▶ _TEXT EXTRACT_:
=-=-=

There are several types of music promoters. Egugbre.com says that the main types of music promoters are band promoters, label promoters, venue promoters, and do-it-yourself promoters. Band promoters work with a small group, or sometimes even one band to promote their live shows, book venues to play at, and market music to maximise profits. A label promoter differs in that they deal with a label's entire catalogue of music, which often falls under a certain genre or style umbrella. Label promoters often work in teams to try to raise the prominence of their company's music label and the bands signed to it. Venue promoters work specifically with a bar or club that employs them to spread the word about concerts and live entertainment they host. DIY promoters are the newest type of promoter, and are often unpaid workers and "street teams" that spread the word about live music and specific bands for the love of the music. These DIY promoters often market shows that are hosted in unconventional places like basements and warehouses.
The benefits of a music promoter are numerous, including having the ability to reach a wider audience, maximise potential profits, and raise notoriety of artists and labels. While some bands successfully promote themselves, having a separate music promoter do work for your band or label can take stress and pressure away as well as utilise the contacts and connections they have that you might not. According to Tangentsunset.com, one of the keys to being a music promoter is who you know and the business deals you are able to execute due to personal relationships and networking.
Methods of Promotion
Music promoters primarily utilise communication devices to do their business, such as telephones, fax machines, computers, and the postal service. In addition to using these things to contact artists, labels, and venues, promoters often produce press kits and posters for bands and labels in order to market their samples to specific demographics.
The Internet has become a very important part of music promotion, especially within DIY circles. Indeed, with the advent of music sharing through computers, artists and promoters have been granted near-equal chances to promote their art. No longer is music promotion relegated to those who can afford it. Sean.co.uk states that many believe the rise of the Internet will lead to more bands promoting themselves electronically, doing away with individual music promoters.

=-=-=

[Stored items from a collection]
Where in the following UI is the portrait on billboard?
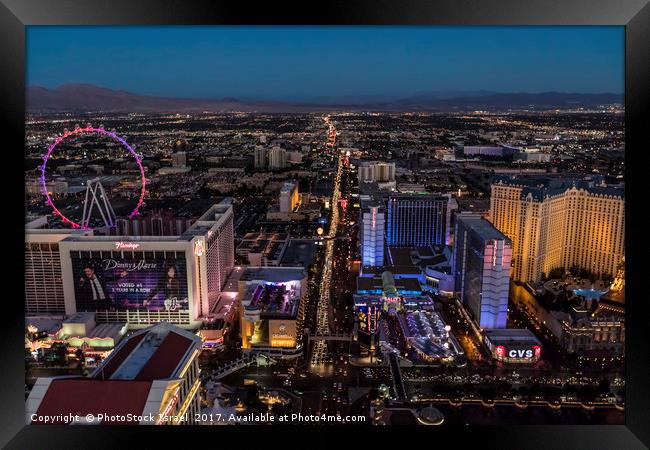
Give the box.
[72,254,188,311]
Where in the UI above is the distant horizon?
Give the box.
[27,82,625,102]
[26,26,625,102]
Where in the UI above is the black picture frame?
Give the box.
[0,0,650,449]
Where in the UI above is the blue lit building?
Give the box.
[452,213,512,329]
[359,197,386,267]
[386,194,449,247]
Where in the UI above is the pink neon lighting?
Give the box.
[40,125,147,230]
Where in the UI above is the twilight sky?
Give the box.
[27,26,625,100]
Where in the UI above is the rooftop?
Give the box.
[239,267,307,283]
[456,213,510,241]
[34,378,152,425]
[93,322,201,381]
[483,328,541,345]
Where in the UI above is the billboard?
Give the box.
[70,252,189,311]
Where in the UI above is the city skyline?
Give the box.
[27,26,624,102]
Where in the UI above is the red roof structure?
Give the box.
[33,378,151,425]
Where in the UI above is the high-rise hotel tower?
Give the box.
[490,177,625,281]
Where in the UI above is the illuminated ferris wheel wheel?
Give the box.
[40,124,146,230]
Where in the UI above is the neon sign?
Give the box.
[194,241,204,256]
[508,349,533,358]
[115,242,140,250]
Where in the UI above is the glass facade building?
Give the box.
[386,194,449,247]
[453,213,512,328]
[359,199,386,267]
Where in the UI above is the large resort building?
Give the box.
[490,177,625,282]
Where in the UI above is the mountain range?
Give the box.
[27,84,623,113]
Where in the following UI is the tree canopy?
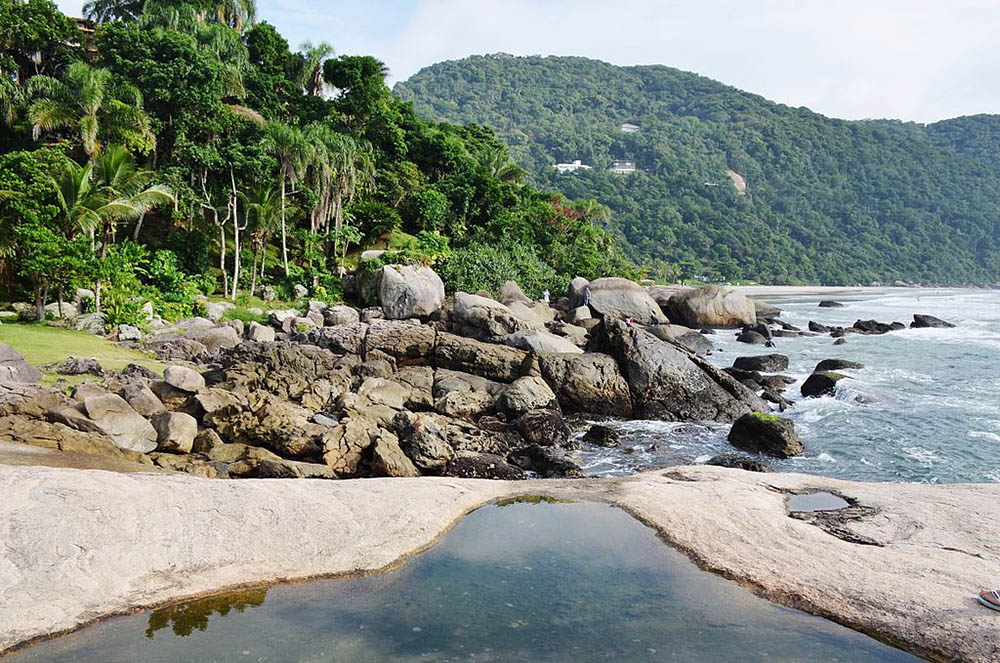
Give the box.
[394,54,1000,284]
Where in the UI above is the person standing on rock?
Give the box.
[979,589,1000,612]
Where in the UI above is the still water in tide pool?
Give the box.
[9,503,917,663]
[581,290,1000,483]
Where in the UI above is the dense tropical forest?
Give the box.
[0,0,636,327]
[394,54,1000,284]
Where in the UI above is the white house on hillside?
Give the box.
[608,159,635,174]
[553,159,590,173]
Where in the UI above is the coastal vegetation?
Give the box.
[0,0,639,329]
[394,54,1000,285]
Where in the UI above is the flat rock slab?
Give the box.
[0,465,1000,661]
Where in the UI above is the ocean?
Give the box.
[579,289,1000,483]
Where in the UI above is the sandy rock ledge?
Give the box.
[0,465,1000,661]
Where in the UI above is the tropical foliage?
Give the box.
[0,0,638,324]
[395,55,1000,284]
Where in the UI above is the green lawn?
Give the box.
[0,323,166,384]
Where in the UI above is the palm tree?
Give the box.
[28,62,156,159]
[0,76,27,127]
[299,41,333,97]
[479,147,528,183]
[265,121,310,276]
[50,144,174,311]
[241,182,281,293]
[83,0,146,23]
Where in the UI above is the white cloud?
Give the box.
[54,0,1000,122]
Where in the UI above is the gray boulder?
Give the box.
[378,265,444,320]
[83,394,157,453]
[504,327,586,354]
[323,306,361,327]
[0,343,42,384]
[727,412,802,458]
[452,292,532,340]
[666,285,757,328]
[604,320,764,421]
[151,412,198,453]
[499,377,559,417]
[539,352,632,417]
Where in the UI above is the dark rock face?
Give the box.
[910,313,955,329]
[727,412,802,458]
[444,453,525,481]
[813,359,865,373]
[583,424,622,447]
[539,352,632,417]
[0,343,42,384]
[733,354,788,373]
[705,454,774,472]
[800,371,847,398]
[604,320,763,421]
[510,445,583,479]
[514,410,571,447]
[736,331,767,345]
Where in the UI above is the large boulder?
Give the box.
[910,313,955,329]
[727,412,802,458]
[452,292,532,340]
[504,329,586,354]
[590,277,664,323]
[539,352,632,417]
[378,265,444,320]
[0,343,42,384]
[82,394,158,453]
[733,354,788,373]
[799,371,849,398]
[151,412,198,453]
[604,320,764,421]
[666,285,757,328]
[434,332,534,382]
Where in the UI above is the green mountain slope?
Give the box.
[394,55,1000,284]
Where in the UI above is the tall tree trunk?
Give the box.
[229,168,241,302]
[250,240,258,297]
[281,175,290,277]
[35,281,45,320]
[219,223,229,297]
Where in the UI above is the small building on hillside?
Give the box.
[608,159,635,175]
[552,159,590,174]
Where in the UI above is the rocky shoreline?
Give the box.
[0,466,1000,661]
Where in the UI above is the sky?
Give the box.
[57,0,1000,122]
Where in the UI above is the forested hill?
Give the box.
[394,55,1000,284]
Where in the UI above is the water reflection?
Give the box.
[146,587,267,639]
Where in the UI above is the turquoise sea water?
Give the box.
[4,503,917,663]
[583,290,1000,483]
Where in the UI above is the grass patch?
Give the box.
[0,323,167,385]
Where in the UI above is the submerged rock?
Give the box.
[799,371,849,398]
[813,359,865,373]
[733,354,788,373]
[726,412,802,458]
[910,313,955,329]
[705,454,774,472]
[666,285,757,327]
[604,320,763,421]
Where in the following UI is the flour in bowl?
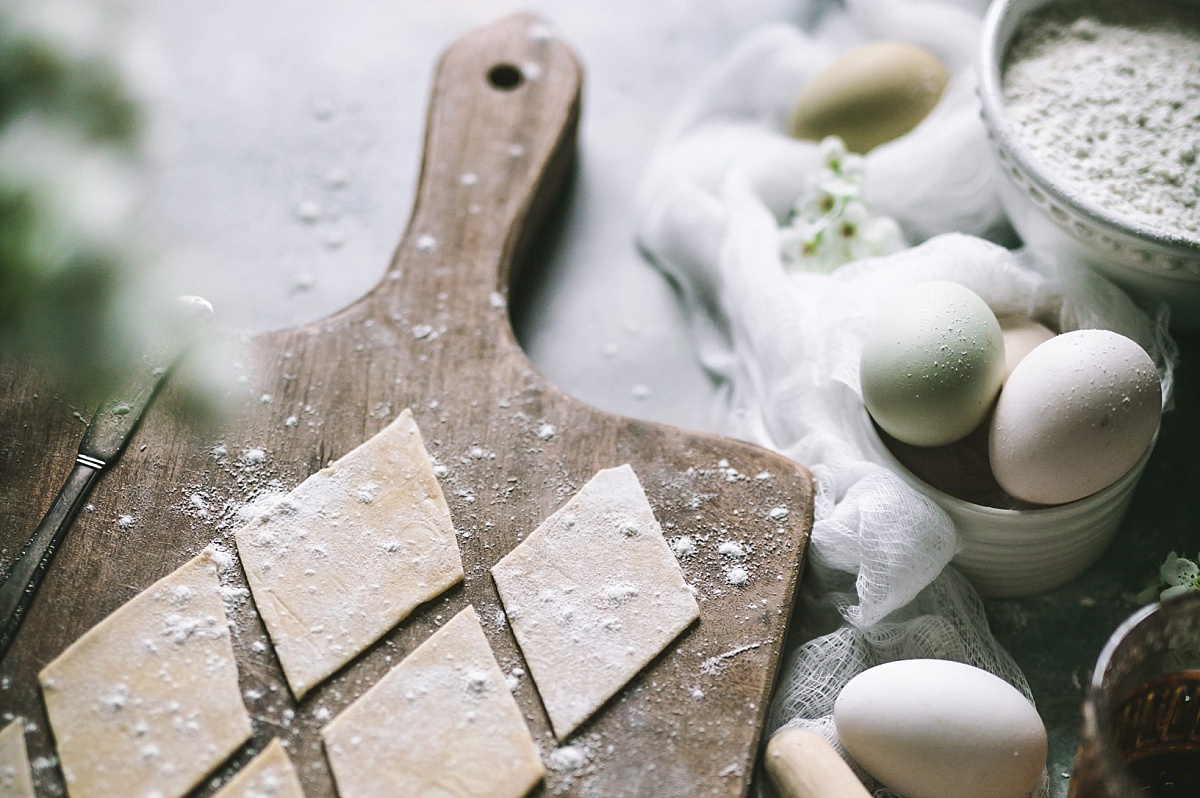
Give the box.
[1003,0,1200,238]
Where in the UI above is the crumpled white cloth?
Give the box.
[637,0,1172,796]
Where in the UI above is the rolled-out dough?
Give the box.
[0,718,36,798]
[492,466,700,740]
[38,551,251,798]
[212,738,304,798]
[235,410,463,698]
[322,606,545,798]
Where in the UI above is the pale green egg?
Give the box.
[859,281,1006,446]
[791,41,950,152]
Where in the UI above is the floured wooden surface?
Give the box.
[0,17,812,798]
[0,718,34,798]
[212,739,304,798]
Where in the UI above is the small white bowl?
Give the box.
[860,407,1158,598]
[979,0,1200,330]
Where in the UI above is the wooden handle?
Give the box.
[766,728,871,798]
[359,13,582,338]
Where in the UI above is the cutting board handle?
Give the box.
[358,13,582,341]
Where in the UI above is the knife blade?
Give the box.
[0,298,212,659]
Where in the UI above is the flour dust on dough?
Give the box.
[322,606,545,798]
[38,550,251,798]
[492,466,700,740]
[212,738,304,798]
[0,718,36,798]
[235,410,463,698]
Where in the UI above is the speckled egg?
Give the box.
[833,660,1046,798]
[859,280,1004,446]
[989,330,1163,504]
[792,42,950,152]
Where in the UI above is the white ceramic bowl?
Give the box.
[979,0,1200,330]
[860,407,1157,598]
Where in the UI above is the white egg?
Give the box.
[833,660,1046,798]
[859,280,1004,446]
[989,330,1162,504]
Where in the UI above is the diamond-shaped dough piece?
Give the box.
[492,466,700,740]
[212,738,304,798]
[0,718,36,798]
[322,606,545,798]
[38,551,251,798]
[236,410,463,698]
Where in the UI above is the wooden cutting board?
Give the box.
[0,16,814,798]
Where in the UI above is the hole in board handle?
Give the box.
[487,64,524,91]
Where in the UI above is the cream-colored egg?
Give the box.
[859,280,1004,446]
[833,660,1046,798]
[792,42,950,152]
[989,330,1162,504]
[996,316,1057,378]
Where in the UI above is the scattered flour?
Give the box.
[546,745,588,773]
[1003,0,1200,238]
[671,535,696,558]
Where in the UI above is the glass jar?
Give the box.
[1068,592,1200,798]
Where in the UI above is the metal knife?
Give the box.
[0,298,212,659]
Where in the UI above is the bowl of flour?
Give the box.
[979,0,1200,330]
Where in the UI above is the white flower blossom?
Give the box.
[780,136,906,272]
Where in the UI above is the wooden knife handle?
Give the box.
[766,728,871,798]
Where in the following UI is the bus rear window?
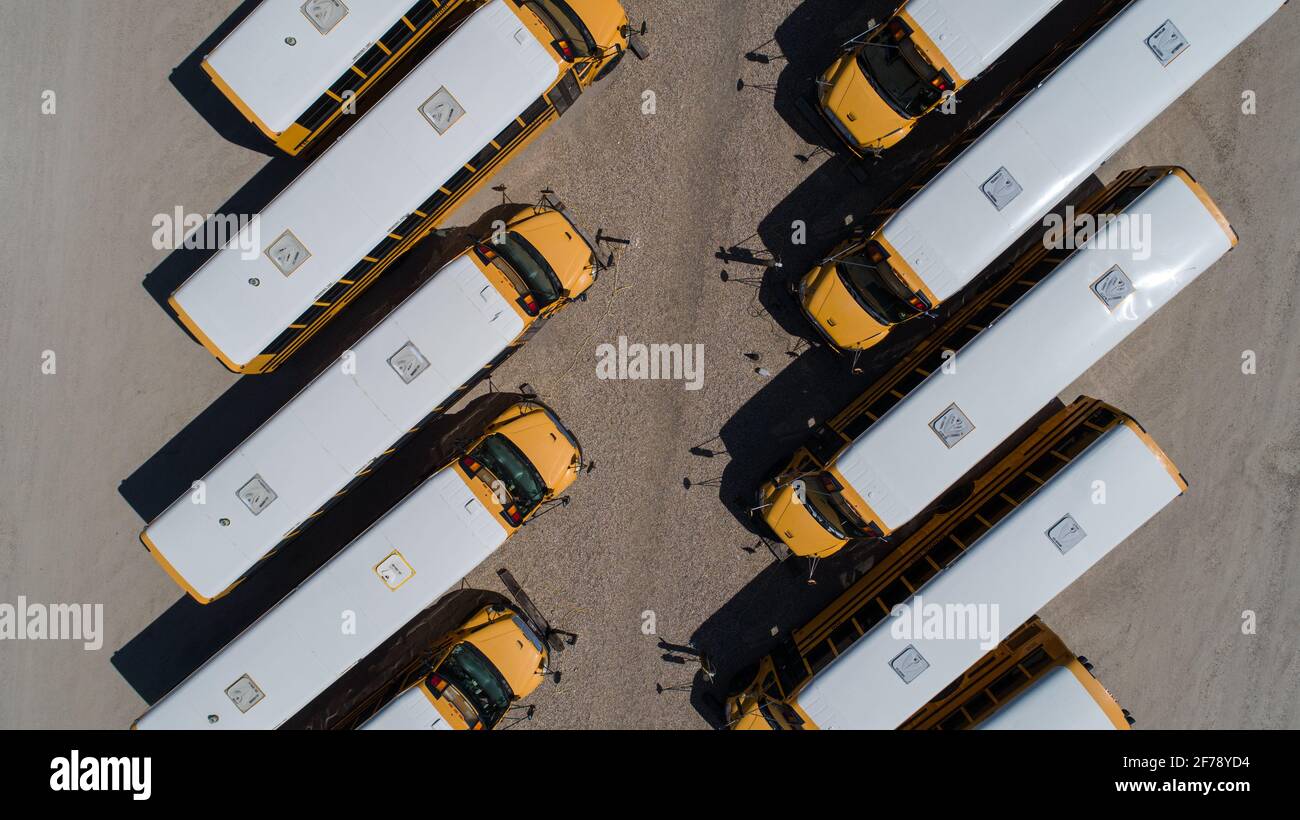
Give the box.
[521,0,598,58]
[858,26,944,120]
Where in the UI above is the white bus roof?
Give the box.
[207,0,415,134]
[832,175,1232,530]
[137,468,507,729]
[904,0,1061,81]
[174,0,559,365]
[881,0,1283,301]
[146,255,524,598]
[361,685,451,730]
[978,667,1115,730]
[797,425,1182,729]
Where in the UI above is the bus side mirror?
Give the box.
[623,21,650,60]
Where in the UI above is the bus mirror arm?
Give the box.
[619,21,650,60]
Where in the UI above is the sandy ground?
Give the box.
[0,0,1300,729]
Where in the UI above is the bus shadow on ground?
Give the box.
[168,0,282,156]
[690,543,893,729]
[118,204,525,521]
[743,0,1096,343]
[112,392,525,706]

=-=-=

▶ _REQUEST A_:
What does the music promoters text list as the main types of music promoters?
▶ _REQUEST B_:
Reproduce the music promoters text word for word from "The Internet has" to "individual music promoters.".
Rely only on the music promoters text, not the records.

▶ _ANSWER A_:
Band promoters, label promoters, venue promoters, and do-it-yourself promoters.

▶ _ANSWER B_:
The Internet has become a very important part of music promotion, especially within DIY circles. Indeed, with the advent of music sharing through computers, artists and promoters have been granted near-equal chances to promote their art. No longer is music promotion relegated to those who can afford it. Sean.co.uk states that many believe the rise of the Internet will lead to more bands promoting themselves electronically, doing away with individual music promoters.